*** Selected passage Section Begins ***

Reputation: 4099
I need a fairly complex regex to accomplish the following:
> replace numbers in a string, i.e. 700, 12.43 by a label (format: {NUMBER:xx})
> ignore: when number is between {braces}, i.e. {7}, {7th}
> ignore: when any character is attached to number, i.e. G3, 7x, 1/2
> except: when
> preceded by $, i.e. $840
> followed by .!?:, i.e. 33! 45.65? 4...
Taken all together:
Buy 4 {5} G3 Mac computers for 80% at $600 or 2 for 1/2 price: 200...
dollar. Twice - 2x - as cheap!
Desired output:
Buy {NUMBER:4} {5} G3 Mac computers for 80% at
$ {NUMBER:600} or {NUMBER:2} for 1/2 price:
{$NUMBER:200} dollar. Twice - 2x - as cheap!

*** Selected passage Section Ends ***
*** Supplied entries Section Begins ***

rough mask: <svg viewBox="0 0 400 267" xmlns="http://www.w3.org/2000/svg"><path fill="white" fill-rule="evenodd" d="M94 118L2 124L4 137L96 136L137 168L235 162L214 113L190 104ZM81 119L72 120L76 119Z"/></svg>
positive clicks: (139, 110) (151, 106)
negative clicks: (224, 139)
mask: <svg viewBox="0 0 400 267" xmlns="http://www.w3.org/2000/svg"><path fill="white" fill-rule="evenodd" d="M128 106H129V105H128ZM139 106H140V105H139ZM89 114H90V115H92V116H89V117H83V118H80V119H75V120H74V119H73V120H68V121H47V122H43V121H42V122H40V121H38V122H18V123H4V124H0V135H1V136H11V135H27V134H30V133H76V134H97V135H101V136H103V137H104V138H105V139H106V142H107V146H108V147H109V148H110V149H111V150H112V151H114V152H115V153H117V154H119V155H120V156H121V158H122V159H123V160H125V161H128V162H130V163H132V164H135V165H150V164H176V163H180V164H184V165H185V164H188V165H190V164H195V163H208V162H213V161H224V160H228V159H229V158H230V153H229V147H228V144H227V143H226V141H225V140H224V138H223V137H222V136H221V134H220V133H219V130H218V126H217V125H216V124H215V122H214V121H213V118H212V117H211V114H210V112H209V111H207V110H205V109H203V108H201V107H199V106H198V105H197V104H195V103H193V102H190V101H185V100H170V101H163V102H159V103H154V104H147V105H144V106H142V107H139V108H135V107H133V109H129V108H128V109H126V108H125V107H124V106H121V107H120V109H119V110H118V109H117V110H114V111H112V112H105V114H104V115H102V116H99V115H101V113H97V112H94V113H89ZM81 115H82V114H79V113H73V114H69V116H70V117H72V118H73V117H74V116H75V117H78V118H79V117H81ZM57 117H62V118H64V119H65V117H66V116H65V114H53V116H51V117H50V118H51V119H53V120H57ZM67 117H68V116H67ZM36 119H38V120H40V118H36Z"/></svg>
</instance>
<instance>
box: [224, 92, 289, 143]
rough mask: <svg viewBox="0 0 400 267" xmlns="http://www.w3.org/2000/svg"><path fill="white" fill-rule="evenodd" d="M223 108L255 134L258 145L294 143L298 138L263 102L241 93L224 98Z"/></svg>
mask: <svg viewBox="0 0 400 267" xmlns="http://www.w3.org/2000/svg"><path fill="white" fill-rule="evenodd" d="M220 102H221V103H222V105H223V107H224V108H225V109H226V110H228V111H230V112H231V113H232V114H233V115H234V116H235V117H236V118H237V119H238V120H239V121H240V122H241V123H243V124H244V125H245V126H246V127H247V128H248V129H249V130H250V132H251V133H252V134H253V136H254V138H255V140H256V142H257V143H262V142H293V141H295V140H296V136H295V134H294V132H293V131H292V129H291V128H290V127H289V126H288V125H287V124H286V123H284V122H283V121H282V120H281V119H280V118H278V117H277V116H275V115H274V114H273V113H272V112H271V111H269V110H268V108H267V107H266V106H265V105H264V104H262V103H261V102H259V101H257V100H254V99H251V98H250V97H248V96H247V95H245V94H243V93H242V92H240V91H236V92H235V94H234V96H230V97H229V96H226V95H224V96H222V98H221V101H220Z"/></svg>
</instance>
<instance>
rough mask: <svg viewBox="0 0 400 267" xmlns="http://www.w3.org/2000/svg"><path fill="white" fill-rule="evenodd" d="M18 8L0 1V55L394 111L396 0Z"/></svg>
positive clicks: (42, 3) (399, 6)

*** Supplied entries Section Ends ***

- _Problem_
In the regex post, what label format should replace the numbers in a string?

- _Finished task_
{NUMBER:xx}